→ Text under study:
○ ○ ○ ○ ○ ○ ○
What started
centuries ago as a hearty and inexpensive meal for Hawaiian fishermen has
become the latest food trend.
Poke (pronounced “poy-kay”) means “to section,” “slice” or “cut” in
Hawaiian. Traditionally, a poke bowl is made with tuna diced into thick cubes,
but the dish has since morphed into a picture-worthy menu option for both fish
lovers and vegetarians alike.
1. Choose a base:
White sushi rice
or leafy greens
2. Choose a protein:
The traditional foundation of poke is best-quality fresh
raw fish. Today we are serving chicken
and tofu.
3. Choose a dressing:
The fattier and firmer the fish, the more aggressive the
dressing can be. Delicately flavored fish, like fluke, should be dressed
simply. Ponzu, shoyu, gochujang, and spicy black bean paste are great bases to
work with. Today we are serving a sesame
soy glaze and siracha mayo.
4. Add the fun stuff:
Hit at least three of these categories to
achieve textural contrast, depth, and balance.Fresh Fruits & Veg: Sliced avocado, mango, cilantro, scallions, bean sprouts, shelled edamame, or shaved radish.
Seeds & Spices: Macadamia nuts, skin-on roasted peanuts, toasted sesame seeds, shichimi togarashi, or gochugaru.
A Dose of Heat: Crushed wasabi peas, grated Serrano chiles, red Fresno chiles (thinly sliced), or JalapeƱos (thinly sliced)
Alliums: Scallions (thinly sliced), sweet onion (finely chopped), garlic chips, or fried shallots
Pickles: Pickled ginger, shiitake mushrooms, red onions, or cucumber
*The bold items are the items we will be serving today. I hope you enjoy your experience.
○ ○ ○ ○ ○ ○ ○
→ Natural-language object grounding data:
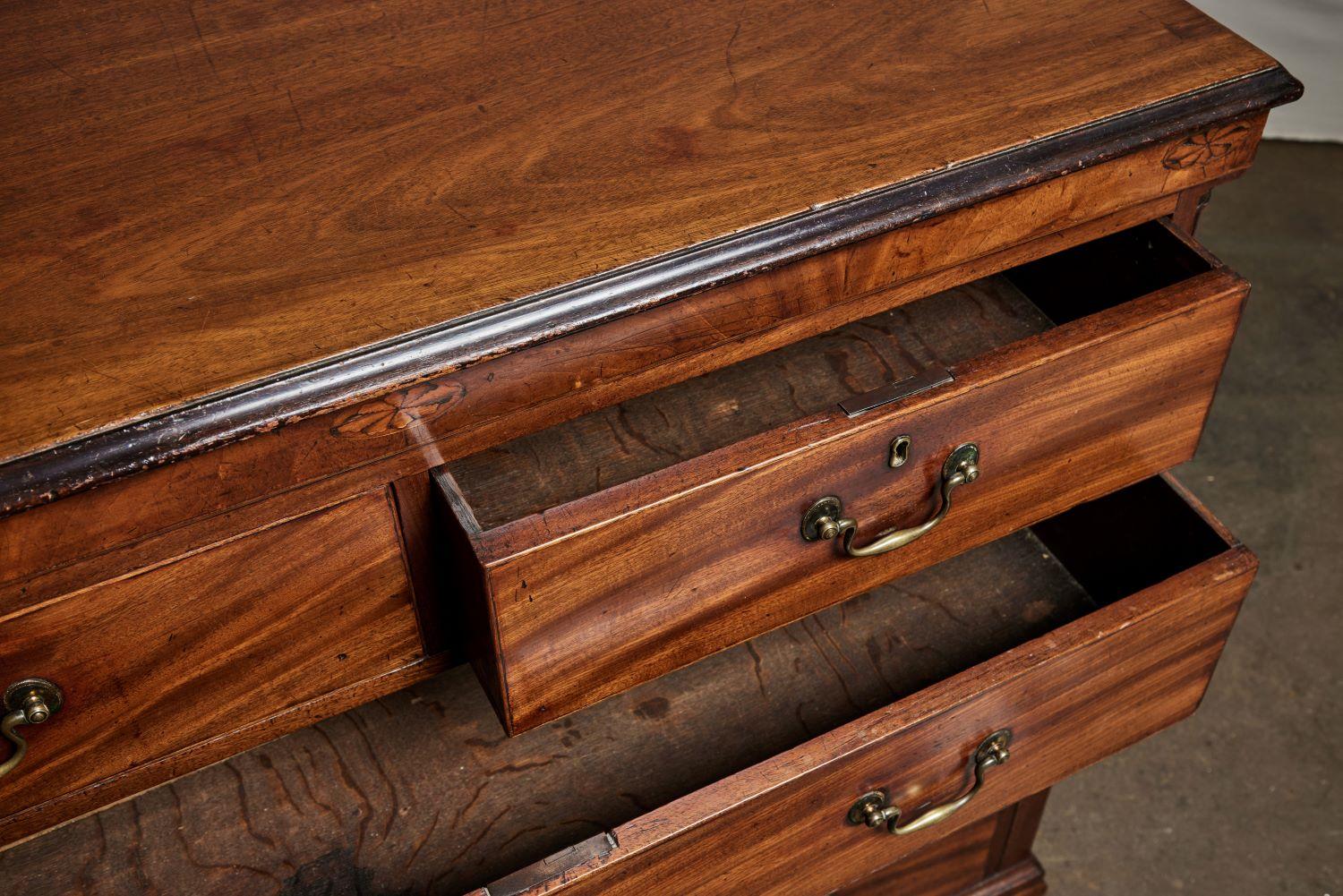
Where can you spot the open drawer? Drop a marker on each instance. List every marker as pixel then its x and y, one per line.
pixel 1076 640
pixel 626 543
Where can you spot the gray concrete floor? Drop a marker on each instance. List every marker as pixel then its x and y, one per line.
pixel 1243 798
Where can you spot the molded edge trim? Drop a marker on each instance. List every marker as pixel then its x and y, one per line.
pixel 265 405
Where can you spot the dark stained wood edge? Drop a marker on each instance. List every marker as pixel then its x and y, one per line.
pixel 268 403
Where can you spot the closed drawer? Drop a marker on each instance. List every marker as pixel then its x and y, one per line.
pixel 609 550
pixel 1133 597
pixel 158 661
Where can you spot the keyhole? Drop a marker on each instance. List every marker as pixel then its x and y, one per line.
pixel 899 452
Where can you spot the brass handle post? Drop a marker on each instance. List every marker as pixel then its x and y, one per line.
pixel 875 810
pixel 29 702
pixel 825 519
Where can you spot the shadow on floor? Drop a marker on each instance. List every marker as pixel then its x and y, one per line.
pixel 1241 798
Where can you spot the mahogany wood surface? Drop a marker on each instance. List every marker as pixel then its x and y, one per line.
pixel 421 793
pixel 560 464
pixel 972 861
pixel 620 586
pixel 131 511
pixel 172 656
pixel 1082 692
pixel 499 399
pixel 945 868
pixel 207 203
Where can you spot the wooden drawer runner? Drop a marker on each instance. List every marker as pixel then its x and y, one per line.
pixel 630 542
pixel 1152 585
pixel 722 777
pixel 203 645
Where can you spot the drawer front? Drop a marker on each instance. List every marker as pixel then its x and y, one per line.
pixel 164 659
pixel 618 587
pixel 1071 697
○ ○ ○ ○ ○ ○ ○
→ About this exercise: Give back the entire poke bowl guide from above, word for word.

→ Answer section:
What started
centuries ago as a hearty and inexpensive meal for Hawaiian fishermen has
become the latest food trend.
Poke (pronounced “poy-kay”) means “to section,” “slice” or “cut” in
Hawaiian. Traditionally, a poke bowl is made with tuna diced into thick cubes,
but the dish has since morphed into a picture-worthy menu option for both fish
lovers and vegetarians alike.
1. Choose a base:
White sushi rice
or leafy greens
2. Choose a protein:
The traditional foundation of poke is best-quality fresh
raw fish. Today we are serving chicken
and tofu.
3. Choose a dressing:
The fattier and firmer the fish, the more aggressive the
dressing can be. Delicately flavored fish, like fluke, should be dressed
simply. Ponzu, shoyu, gochujang, and spicy black bean paste are great bases to
work with. Today we are serving a sesame
soy glaze and siracha mayo.
4. Add the fun stuff:
Hit at least three of these categories to
achieve textural contrast, depth, and balance.Fresh Fruits & Veg: Sliced avocado, mango, cilantro, scallions, bean sprouts, shelled edamame, or shaved radish.
Seeds & Spices: Macadamia nuts, skin-on roasted peanuts, toasted sesame seeds, shichimi togarashi, or gochugaru.
A Dose of Heat: Crushed wasabi peas, grated Serrano chiles, red Fresno chiles (thinly sliced), or JalapeƱos (thinly sliced)
Alliums: Scallions (thinly sliced), sweet onion (finely chopped), garlic chips, or fried shallots
Pickles: Pickled ginger, shiitake mushrooms, red onions, or cucumber
*The bold items are the items we will be serving today. I hope you enjoy your experience.